### Problem description
Of all the lines in the records below, copy only those that contain the string "strap".

### Task material
#####

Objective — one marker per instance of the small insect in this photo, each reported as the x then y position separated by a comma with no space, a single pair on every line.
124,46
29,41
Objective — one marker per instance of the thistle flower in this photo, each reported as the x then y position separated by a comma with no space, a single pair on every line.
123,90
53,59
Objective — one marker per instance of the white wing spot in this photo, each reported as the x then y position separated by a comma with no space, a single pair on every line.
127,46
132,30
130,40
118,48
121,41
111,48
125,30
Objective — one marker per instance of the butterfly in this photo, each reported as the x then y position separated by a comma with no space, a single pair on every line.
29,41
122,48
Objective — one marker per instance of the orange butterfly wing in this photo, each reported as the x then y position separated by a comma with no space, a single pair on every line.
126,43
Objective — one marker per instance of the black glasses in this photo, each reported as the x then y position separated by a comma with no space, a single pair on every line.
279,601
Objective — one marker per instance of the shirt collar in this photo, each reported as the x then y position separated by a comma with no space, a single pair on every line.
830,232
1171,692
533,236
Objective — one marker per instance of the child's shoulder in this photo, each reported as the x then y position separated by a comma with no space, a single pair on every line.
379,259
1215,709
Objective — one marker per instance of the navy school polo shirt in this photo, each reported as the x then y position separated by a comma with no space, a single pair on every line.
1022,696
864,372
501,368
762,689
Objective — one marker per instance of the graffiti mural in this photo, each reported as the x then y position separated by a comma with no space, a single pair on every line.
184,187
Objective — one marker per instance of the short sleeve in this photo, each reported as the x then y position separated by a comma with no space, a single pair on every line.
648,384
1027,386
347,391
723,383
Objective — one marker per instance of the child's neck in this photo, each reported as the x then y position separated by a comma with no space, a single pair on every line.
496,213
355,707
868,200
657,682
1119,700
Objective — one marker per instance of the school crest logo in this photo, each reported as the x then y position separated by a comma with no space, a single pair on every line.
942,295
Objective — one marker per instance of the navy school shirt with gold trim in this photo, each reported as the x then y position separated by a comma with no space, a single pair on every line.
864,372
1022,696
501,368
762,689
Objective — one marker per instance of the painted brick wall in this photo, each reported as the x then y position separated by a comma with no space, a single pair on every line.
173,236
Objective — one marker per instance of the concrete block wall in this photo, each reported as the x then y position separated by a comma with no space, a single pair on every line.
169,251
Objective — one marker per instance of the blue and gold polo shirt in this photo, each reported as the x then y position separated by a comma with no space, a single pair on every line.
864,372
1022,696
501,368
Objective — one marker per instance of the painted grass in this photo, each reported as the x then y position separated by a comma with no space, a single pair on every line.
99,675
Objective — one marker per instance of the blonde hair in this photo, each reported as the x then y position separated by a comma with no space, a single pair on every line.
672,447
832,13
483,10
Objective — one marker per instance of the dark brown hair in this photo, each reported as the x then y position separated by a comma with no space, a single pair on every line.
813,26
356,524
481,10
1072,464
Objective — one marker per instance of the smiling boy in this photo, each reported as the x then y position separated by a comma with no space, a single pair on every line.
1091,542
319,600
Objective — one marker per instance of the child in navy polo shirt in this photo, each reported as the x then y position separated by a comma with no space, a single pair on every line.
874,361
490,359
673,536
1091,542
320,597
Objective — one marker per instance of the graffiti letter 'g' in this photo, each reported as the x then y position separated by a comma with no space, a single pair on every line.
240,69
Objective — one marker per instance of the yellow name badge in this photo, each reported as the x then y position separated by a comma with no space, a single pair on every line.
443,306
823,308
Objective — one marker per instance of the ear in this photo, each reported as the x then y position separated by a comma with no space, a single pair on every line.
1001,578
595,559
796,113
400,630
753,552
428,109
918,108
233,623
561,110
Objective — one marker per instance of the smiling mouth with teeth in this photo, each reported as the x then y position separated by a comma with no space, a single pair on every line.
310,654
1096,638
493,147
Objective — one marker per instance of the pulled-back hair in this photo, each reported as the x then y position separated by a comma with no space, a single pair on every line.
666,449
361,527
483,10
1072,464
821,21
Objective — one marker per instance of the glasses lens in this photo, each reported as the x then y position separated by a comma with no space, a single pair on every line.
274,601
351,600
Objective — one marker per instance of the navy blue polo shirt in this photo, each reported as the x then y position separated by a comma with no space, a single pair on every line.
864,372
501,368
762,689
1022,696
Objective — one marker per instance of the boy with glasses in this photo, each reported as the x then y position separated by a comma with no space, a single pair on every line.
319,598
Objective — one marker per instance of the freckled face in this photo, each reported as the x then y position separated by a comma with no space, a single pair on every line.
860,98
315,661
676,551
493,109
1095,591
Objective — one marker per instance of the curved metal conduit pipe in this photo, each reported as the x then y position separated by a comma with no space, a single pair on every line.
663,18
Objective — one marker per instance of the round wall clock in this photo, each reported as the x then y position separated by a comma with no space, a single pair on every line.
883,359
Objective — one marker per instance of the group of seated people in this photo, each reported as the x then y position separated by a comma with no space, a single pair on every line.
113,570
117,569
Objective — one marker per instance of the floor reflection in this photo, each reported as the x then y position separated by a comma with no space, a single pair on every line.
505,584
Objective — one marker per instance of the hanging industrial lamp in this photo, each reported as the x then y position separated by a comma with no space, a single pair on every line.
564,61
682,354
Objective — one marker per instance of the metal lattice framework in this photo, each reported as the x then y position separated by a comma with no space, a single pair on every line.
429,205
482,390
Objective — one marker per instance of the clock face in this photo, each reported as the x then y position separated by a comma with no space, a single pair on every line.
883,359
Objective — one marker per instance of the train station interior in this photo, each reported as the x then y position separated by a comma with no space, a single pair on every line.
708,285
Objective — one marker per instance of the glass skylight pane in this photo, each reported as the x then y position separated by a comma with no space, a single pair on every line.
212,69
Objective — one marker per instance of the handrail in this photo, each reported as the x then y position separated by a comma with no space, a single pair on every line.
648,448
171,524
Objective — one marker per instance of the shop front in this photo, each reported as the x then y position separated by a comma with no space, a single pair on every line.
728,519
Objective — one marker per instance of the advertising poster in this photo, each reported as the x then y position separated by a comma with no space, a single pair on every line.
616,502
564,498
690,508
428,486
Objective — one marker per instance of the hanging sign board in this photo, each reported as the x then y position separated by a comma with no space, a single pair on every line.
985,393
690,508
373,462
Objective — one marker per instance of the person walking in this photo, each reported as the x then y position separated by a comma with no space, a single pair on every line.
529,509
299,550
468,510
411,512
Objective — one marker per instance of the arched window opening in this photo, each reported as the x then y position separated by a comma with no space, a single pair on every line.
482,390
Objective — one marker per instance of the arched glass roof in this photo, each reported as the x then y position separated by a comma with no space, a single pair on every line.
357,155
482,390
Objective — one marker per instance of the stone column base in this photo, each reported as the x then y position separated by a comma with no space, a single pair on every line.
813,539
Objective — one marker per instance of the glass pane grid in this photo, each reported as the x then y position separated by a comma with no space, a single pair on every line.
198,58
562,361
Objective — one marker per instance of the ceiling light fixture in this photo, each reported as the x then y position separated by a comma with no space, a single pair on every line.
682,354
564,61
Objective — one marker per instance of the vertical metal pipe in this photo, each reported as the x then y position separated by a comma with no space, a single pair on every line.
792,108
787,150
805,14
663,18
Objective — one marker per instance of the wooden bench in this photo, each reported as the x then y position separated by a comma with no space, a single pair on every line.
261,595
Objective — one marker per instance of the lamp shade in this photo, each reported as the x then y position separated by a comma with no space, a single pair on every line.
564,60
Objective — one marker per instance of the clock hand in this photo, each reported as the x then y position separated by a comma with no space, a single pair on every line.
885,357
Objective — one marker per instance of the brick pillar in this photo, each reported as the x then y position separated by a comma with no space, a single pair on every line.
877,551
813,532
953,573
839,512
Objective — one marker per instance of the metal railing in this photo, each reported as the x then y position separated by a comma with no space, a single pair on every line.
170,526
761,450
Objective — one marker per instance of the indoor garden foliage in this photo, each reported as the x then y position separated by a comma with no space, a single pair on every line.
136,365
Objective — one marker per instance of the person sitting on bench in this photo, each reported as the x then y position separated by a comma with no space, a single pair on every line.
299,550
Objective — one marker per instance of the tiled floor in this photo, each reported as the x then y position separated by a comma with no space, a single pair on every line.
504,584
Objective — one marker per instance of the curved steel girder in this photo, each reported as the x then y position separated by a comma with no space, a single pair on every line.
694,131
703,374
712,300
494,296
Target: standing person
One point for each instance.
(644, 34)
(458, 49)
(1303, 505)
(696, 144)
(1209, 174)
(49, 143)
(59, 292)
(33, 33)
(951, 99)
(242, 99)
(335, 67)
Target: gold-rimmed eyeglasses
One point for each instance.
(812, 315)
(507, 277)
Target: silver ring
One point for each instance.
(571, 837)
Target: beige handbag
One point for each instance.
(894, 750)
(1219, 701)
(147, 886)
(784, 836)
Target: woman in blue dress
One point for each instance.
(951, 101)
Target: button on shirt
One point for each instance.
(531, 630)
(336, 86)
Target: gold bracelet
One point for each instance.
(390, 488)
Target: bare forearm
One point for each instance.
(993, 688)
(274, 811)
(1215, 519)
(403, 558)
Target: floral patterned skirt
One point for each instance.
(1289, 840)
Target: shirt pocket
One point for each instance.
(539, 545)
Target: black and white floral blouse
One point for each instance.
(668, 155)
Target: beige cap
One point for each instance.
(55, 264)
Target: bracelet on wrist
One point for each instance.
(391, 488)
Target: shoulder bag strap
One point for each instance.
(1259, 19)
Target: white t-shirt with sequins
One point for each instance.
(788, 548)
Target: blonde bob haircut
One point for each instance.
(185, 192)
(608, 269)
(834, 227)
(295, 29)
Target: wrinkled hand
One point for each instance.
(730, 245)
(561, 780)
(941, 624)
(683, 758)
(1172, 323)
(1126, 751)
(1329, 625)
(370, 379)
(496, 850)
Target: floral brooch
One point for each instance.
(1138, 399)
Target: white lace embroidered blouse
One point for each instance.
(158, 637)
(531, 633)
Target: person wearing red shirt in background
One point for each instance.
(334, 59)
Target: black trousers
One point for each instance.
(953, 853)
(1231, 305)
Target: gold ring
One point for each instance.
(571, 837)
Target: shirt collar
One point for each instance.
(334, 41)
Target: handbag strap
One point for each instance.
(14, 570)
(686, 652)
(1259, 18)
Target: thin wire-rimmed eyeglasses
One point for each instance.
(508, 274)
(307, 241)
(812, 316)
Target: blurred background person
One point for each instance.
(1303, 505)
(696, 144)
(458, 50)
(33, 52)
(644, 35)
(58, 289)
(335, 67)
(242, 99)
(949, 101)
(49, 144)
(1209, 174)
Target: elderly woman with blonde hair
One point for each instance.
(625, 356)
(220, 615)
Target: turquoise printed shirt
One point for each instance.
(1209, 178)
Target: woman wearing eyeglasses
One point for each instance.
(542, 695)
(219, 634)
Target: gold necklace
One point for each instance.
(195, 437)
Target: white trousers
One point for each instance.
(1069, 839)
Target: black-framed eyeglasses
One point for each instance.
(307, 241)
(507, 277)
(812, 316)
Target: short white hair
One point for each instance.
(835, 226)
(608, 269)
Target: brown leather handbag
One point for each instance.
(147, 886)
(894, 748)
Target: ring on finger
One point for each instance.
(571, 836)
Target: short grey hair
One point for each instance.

#####

### Answer space
Target: shoulder bag strap
Target: handbag strap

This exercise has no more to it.